Outline records:
══════
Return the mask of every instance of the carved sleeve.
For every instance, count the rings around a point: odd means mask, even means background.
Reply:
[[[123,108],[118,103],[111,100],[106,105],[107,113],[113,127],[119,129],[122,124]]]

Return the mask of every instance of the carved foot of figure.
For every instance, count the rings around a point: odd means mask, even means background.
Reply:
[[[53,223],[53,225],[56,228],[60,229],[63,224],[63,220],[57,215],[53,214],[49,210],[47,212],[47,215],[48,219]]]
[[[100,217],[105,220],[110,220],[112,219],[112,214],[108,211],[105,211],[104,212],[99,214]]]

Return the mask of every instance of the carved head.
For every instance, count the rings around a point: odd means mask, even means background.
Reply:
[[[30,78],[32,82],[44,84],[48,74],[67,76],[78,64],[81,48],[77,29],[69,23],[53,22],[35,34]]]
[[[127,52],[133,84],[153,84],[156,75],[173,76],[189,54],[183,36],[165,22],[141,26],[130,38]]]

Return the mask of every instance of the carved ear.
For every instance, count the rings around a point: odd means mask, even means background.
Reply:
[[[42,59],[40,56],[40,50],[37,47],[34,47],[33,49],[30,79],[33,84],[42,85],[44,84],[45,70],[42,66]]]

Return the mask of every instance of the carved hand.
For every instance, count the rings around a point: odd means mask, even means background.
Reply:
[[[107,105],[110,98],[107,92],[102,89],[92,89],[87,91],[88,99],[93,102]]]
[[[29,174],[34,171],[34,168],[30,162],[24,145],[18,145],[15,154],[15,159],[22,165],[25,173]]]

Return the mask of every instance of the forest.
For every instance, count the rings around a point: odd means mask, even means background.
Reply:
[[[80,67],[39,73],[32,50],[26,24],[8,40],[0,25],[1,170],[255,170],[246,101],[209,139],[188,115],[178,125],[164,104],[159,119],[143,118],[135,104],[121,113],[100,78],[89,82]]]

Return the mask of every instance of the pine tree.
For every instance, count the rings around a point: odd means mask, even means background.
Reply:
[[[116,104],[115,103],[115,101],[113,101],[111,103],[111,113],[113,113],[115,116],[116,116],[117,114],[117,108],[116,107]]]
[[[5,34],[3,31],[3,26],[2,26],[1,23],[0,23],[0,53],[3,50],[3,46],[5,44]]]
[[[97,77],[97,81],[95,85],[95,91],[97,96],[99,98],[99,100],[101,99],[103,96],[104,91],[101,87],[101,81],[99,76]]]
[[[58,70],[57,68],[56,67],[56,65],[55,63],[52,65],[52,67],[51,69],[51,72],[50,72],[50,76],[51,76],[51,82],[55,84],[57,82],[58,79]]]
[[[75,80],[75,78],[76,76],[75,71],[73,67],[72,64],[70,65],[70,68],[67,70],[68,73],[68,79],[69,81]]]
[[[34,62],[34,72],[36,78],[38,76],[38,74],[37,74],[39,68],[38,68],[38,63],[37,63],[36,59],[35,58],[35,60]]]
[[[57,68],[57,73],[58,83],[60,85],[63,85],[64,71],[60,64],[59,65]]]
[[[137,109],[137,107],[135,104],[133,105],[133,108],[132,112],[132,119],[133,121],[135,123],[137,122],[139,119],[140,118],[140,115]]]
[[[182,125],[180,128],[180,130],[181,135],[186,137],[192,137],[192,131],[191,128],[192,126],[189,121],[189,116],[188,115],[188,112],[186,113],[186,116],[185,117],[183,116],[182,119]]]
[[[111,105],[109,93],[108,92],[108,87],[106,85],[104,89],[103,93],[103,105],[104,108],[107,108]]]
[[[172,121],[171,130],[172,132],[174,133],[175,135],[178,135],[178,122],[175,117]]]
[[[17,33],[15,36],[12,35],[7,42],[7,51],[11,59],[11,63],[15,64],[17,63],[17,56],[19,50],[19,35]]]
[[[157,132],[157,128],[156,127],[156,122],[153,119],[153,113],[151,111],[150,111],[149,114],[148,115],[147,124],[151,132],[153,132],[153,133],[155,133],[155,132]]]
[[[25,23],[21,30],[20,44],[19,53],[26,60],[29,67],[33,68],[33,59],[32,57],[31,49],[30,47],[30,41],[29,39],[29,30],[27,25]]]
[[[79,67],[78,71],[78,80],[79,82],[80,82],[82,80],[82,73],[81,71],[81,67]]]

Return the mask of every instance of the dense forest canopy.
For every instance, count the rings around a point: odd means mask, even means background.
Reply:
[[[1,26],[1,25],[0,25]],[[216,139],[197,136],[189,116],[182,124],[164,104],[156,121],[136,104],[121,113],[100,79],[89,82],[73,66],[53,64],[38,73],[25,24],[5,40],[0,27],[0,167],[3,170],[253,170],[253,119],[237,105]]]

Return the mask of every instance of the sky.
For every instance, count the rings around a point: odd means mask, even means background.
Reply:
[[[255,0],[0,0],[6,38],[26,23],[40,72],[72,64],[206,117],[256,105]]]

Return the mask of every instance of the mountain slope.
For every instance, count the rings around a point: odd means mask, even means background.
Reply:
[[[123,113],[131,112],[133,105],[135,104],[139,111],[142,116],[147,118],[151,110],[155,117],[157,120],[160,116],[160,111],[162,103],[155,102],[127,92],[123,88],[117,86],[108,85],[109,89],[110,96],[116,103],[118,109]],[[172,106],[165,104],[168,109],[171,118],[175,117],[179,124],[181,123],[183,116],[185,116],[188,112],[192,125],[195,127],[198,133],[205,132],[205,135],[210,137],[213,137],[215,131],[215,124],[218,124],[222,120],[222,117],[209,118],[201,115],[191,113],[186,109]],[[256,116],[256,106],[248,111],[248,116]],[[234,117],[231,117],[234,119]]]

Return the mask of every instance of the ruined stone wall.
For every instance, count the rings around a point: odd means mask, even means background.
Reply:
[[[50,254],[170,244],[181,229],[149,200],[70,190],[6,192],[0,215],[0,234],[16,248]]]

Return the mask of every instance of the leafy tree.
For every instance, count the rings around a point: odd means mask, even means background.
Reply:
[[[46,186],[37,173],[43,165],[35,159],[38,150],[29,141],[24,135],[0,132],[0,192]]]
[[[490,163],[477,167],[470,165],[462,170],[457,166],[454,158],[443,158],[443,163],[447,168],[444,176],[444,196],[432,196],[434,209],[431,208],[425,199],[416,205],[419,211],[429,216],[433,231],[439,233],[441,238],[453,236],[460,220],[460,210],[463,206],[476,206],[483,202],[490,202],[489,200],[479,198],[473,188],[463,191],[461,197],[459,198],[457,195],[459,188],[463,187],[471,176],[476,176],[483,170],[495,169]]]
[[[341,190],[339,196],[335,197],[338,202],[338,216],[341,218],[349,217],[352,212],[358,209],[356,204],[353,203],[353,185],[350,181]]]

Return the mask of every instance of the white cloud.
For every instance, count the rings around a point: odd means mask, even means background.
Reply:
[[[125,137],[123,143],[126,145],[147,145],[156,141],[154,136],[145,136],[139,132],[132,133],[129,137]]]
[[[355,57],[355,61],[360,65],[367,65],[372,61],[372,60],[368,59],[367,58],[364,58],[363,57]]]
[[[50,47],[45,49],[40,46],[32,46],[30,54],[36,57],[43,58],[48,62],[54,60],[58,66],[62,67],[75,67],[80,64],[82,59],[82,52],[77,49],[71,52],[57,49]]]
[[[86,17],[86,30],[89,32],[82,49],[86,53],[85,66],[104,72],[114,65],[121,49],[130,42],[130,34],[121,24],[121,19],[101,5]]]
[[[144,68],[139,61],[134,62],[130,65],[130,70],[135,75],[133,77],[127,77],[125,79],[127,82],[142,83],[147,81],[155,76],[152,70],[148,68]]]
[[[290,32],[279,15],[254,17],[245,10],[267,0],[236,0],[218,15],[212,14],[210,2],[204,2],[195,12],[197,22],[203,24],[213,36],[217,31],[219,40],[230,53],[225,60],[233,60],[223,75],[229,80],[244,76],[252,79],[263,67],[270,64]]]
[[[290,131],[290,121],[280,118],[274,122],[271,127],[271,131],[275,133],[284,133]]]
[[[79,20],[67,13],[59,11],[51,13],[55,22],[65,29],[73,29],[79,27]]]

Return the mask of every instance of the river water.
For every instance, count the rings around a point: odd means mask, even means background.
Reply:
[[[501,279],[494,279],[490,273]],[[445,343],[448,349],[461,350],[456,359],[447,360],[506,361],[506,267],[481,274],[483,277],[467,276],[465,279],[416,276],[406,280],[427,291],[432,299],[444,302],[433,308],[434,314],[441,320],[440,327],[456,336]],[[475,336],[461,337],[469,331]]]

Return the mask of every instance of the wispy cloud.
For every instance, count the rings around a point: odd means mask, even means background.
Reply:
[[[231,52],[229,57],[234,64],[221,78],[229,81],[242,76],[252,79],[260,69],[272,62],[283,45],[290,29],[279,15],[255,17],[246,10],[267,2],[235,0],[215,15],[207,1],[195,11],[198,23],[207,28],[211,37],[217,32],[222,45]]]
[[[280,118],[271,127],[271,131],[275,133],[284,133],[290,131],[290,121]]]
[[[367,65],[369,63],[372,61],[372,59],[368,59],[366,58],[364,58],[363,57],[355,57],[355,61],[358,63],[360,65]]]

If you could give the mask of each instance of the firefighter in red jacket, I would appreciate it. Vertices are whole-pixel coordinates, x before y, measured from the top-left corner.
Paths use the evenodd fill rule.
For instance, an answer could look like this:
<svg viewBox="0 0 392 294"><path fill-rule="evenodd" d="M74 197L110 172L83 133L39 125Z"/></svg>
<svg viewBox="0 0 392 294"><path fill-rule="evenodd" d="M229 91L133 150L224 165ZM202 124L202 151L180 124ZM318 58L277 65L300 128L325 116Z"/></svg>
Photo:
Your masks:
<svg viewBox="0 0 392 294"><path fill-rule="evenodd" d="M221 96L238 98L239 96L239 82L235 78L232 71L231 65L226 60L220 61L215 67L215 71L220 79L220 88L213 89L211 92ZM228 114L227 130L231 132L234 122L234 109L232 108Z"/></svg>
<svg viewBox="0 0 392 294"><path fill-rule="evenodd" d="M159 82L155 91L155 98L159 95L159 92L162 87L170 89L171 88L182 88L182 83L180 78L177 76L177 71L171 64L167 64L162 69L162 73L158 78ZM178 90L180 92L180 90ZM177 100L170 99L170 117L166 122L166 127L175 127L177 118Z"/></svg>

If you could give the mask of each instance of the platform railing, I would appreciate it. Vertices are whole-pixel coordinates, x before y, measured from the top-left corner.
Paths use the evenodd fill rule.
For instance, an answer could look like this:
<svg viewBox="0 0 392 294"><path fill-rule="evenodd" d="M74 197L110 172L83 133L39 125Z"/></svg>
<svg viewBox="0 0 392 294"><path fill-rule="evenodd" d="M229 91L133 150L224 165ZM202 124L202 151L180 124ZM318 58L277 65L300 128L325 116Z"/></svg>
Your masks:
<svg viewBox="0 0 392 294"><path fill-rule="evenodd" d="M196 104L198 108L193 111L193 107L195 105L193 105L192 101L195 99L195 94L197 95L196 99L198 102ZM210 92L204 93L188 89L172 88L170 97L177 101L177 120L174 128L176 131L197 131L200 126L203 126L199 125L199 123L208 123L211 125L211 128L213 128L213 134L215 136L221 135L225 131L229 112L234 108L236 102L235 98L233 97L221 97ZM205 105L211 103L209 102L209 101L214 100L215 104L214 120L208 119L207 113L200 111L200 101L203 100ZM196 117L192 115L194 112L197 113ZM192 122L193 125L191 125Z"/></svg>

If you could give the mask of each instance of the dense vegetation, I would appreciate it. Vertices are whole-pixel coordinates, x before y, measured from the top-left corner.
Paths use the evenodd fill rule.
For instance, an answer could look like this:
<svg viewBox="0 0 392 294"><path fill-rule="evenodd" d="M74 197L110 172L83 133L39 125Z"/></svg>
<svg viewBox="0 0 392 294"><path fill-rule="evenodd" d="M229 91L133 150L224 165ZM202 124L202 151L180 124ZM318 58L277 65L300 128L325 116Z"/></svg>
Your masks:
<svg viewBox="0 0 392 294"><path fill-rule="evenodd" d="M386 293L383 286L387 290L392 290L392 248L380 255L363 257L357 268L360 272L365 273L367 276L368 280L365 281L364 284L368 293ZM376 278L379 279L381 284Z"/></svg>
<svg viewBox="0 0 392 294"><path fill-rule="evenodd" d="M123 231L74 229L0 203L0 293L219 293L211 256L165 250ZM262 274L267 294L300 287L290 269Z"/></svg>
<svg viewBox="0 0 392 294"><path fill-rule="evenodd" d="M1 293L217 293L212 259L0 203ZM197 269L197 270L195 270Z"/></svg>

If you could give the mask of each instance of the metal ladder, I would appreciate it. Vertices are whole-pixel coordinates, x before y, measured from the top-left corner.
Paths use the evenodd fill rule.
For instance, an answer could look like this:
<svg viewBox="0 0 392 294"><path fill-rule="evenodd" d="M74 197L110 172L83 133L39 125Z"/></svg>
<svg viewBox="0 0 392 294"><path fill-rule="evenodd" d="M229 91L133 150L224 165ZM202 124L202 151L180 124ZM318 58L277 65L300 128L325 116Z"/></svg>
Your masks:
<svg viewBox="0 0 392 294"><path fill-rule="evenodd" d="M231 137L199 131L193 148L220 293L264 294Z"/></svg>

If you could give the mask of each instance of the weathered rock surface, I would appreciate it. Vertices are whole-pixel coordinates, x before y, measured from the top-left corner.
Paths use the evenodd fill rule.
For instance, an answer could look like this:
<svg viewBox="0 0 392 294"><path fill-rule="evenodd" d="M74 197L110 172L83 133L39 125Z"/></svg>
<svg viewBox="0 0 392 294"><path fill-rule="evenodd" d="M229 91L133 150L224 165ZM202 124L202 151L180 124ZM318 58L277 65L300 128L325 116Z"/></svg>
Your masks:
══════
- _What you should do_
Rewrite the lines from the one containing "of the weathered" down through the last line above, swapping "weathered rock surface" for "lichen-covered rock surface" and leaving everything else unchanged.

- _Solution below_
If you could give the mask of each instance of the lichen-covered rock surface, I would appreciate it. Vertices are whole-pixel coordinates, x before y, measured from the top-left corner.
Paths use the evenodd fill rule.
For instance, an answer could look like this:
<svg viewBox="0 0 392 294"><path fill-rule="evenodd" d="M74 197L110 172L83 133L39 125Z"/></svg>
<svg viewBox="0 0 392 294"><path fill-rule="evenodd" d="M229 91L133 150L224 165ZM202 124L202 151L180 124ZM318 58L277 65L300 128L325 116Z"/></svg>
Your masks:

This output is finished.